─── Data to use ───
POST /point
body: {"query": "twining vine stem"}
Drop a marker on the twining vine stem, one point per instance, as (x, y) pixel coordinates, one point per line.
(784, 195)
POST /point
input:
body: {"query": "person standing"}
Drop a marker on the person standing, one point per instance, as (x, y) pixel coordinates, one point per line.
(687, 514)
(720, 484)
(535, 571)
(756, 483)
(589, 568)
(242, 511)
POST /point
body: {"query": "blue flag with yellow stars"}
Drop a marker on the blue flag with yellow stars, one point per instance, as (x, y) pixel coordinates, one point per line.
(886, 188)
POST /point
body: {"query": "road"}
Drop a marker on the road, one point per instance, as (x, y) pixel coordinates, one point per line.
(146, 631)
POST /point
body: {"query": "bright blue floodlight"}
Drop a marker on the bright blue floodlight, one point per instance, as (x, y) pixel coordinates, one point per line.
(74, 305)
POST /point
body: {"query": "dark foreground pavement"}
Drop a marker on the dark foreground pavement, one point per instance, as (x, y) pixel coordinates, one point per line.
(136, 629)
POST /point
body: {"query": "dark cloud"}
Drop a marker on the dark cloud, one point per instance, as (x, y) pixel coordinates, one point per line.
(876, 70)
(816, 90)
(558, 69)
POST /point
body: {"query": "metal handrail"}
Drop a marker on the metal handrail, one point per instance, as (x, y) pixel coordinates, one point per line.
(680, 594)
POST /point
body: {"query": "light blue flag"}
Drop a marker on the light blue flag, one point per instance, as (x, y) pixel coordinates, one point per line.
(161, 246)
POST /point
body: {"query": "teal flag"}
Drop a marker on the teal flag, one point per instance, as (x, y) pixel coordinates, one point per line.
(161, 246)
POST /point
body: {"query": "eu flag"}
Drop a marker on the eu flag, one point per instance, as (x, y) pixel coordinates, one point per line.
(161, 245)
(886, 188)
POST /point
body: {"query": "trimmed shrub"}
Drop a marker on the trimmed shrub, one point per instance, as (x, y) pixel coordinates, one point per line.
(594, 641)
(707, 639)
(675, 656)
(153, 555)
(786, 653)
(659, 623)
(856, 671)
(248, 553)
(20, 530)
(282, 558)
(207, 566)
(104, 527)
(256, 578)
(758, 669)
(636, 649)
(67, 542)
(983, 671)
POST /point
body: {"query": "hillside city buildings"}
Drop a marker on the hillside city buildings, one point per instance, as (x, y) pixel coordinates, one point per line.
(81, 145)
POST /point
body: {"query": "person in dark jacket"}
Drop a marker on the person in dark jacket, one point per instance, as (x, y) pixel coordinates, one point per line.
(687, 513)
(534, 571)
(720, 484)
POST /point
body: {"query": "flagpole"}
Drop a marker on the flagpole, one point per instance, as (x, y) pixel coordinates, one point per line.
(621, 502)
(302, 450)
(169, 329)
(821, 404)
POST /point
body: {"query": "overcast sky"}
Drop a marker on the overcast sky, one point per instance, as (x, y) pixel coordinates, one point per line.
───
# Exercise details
Please repeat each line above exactly.

# Solution to this task
POST /point
body: {"query": "twining vine stem"}
Drop a marker on the twining vine stem, one point per instance, as (x, y) pixel coordinates, one point per line.
(784, 195)
POST /point
input:
body: {"query": "person standing"}
Drop a marker on the person standing, one point per instance, as (x, y) pixel coordinates, one point per line.
(687, 514)
(720, 484)
(535, 571)
(756, 483)
(589, 568)
(242, 511)
POST /point
body: {"query": "blue flag with yellow stars"}
Drop a marker on the blue flag with yellow stars, one point per instance, as (x, y) pixel coordinates, one point per line.
(886, 188)
POST /point
body: {"query": "road"}
Drop a marker on the road, one point per instance, as (x, y) pixel coordinates, one point per line.
(146, 631)
POST /point
body: {"query": "bright blue floodlight"}
Drop a marker on the bright blue floodlight, one point per instance, as (x, y) pixel coordinates, one point per line.
(74, 305)
POST /point
body: {"query": "dark foreground pavement"}
Drop a marker on the dark foreground pavement, one point per instance, as (x, y) pixel coordinates, one point per line.
(136, 629)
POST /point
body: {"query": "dark cloud"}
Drop a marker on the dark cloud, one point per instance, as (x, y) pixel coordinates, one point per line.
(876, 70)
(816, 90)
(558, 69)
POST /point
body: {"query": "metal handrail"}
Drop a marker on the metal handrail, one point per instance, as (x, y) pixel coordinates, one point per line.
(680, 594)
POST /point
body: {"query": "light blue flag"}
Drop a marker on the light blue flag, one point per instance, as (x, y) pixel coordinates, one point per line.
(161, 246)
POST /point
body: {"query": "teal flag"}
Drop a marker on the teal flag, one point per instance, as (x, y) pixel coordinates, one point per line.
(161, 246)
POST /point
body: {"query": "eu flag"}
Drop a marker on the eu flag, one point per instance, as (x, y) pixel coordinates, one point per line.
(161, 245)
(886, 188)
POST /point
body: {"query": "trimmed shrub"}
Drop a marker on the trimmed shrub, one point per instance, as (x, y) pixel coordinates, one point per line.
(594, 641)
(707, 639)
(675, 656)
(153, 555)
(786, 653)
(659, 623)
(856, 671)
(248, 553)
(20, 530)
(282, 558)
(207, 566)
(104, 527)
(256, 578)
(758, 669)
(636, 649)
(67, 542)
(983, 671)
POST /point
body: {"query": "hillside city buildings"}
Drop a marker on the hillside city buildings, one point per instance, as (x, y) pixel coordinates, one point per line.
(81, 145)
POST /point
body: {"query": "person in dark jacket"}
Drop a marker on the person in dark jacket, one point per instance, as (x, y) pixel coordinates, one point per line.
(687, 513)
(534, 571)
(720, 484)
POST /point
body: {"query": "flagpole"}
Drop a marker on the flagpole, one point per instance, as (x, y) pixel coordinates, one point per line.
(621, 502)
(302, 450)
(169, 329)
(821, 404)
POST /point
body: {"query": "overcast sky"}
Drop a marker on the overcast sky, one point per instance, as (x, y) pixel coordinates, one point per line.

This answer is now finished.